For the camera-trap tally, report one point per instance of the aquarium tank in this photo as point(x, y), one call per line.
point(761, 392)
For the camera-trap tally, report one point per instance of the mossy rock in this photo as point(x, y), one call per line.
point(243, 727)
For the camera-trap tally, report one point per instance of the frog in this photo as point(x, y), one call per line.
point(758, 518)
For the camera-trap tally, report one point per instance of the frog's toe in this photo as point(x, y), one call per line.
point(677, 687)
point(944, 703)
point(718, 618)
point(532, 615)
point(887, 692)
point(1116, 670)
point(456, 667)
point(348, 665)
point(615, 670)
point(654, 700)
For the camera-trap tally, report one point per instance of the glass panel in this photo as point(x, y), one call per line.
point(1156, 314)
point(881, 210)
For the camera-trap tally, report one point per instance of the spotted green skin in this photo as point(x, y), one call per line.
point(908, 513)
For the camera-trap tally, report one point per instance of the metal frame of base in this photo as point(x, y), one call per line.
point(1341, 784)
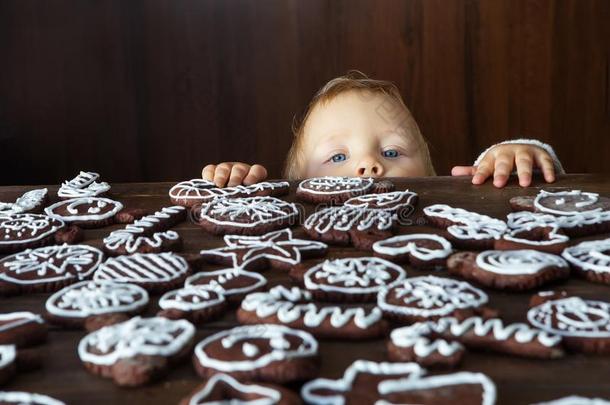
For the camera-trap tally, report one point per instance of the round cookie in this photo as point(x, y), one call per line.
point(429, 297)
point(86, 212)
point(583, 324)
point(357, 279)
point(466, 229)
point(156, 272)
point(295, 308)
point(423, 250)
point(247, 216)
point(94, 302)
point(47, 269)
point(23, 231)
point(515, 270)
point(136, 351)
point(30, 202)
point(277, 249)
point(235, 284)
point(333, 190)
point(345, 225)
point(198, 191)
point(262, 352)
point(590, 259)
point(196, 304)
point(224, 389)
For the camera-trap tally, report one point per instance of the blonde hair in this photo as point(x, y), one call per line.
point(353, 80)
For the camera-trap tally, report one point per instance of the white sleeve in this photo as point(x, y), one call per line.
point(548, 148)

**TASK DESCRIPTION**
For this exercise, return every entry verbatim and omit all pictures.

**OUTPUT OF THE EXERCISE**
For the camera-trap tally, report one point per instance of the aquarium tank in this photo as point(x, y), one call per line.
point(761, 392)
For the camera-trap tally, report one point per instance of the mossy rock in this photo as point(x, y), one call per line.
point(243, 727)
For the camera-trap tally, report one point per instance of the frog in this photo as point(x, y), one call per line.
point(758, 518)
For the camera-trap tally, report one point per instance of the frog's toe in this photo as point(x, y), one call per line.
point(677, 687)
point(944, 703)
point(718, 618)
point(532, 615)
point(887, 692)
point(1116, 670)
point(456, 667)
point(348, 665)
point(615, 670)
point(654, 700)
For the camera-trap tally, report one point per instance of the glass panel in this photo as point(x, y), one call per line.
point(1156, 314)
point(881, 210)
For the camera-trap tally, report one point per instance of the spotted green skin in this photo as point(x, y), one call per line.
point(908, 513)
For the camera-trap tally, report one point per instance of the metal frame of base in this photo as point(x, y), one call per line.
point(1341, 784)
For the camera-trap tally, report one point per instance of the round cookie in this photo as point(x, y), one call per line.
point(429, 297)
point(86, 212)
point(583, 324)
point(357, 279)
point(466, 229)
point(156, 272)
point(295, 308)
point(423, 250)
point(247, 216)
point(94, 302)
point(47, 269)
point(23, 231)
point(515, 270)
point(136, 351)
point(30, 202)
point(277, 249)
point(235, 284)
point(333, 190)
point(345, 225)
point(198, 191)
point(262, 352)
point(590, 259)
point(196, 304)
point(224, 389)
For the camera-trap tally, report one point per instance of the blonde hair in this photo as point(x, y), one call per line.
point(353, 80)
For the camera-trap tally, report one point per instance of the white sleeve in this photo as point(x, y), one call per line.
point(548, 148)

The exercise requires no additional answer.